Those lines of the records that contain "petal" are to be located and copied.

Given information: Begin

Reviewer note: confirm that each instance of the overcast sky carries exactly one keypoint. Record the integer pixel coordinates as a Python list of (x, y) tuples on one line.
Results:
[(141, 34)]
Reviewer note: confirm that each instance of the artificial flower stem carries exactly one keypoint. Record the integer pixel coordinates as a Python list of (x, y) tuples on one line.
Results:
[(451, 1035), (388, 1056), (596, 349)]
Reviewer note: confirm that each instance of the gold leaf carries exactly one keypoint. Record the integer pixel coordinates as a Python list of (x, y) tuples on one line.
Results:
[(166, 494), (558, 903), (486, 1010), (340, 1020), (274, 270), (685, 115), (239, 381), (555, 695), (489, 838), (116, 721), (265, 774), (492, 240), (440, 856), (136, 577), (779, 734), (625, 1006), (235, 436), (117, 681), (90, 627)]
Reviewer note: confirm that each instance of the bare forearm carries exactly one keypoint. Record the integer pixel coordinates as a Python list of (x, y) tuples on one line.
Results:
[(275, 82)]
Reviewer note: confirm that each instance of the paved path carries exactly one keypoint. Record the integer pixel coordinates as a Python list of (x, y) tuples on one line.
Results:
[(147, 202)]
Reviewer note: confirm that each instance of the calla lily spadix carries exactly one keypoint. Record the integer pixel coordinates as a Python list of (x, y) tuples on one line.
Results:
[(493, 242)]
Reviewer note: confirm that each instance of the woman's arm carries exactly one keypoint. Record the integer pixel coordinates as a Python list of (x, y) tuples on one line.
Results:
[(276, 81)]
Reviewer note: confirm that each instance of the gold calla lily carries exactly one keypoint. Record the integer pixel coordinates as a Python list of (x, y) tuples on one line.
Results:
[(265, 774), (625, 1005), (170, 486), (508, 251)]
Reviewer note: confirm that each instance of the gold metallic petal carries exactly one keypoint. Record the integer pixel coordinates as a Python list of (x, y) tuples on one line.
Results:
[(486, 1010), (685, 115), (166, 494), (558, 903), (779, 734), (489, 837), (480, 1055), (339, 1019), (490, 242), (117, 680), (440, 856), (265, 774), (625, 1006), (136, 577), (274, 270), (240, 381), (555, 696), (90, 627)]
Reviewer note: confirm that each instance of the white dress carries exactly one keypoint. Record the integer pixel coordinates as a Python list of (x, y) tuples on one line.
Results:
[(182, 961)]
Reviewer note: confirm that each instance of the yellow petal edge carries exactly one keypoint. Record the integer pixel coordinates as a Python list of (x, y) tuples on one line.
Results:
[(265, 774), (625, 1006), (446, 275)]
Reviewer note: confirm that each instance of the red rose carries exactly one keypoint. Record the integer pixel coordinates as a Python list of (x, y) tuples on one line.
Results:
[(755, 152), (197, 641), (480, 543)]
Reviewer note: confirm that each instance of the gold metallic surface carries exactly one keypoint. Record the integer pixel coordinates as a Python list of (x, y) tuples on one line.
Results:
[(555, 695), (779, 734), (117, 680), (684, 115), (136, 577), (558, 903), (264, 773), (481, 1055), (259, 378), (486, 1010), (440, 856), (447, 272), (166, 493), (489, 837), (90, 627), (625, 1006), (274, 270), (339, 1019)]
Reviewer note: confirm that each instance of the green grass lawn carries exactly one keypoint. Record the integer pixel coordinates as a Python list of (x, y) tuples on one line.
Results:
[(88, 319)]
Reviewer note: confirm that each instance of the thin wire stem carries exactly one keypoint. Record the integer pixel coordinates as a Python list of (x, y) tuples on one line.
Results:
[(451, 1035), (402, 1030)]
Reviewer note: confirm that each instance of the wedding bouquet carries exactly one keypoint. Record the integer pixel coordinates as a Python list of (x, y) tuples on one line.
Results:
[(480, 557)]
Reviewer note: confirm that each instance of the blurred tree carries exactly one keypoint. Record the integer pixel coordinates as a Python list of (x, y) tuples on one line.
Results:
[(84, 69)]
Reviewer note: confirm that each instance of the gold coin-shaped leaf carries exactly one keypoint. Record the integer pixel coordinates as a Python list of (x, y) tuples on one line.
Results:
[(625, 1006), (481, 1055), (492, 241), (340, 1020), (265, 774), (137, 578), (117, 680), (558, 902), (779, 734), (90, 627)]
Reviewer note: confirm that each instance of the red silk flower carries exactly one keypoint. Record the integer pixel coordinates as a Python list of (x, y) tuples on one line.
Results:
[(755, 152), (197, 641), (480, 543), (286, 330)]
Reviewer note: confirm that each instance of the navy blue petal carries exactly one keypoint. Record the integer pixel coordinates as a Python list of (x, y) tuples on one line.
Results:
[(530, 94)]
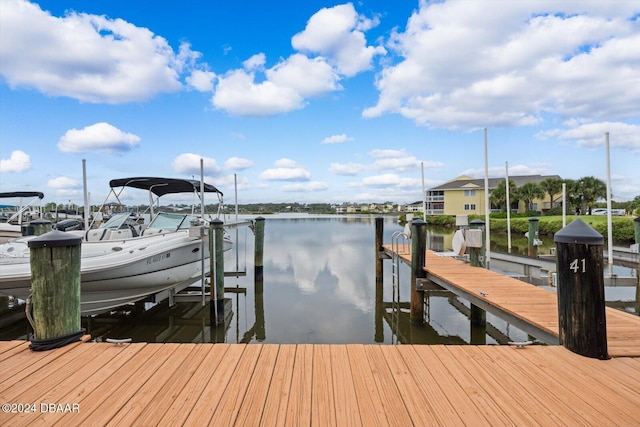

Given information: End

Expected answer>
Reviewer note: confirm that each instance of the gold metallic petal carries exactly one keypoint. Record the integer pixel coordinates as a Python list of (x, y) tuples on one line.
Reviewer note: confirm that each instance of the yellow petal edge carries exactly one keypoint. Record the integer pixel coordinates as a Python list of (x, y) tuples on one line.
Reviewer note: confirm that each instance of the navy blue petal carries exactly one keypoint. Record the integer pixel coordinates as a Python list of (x, y) tuples on one line.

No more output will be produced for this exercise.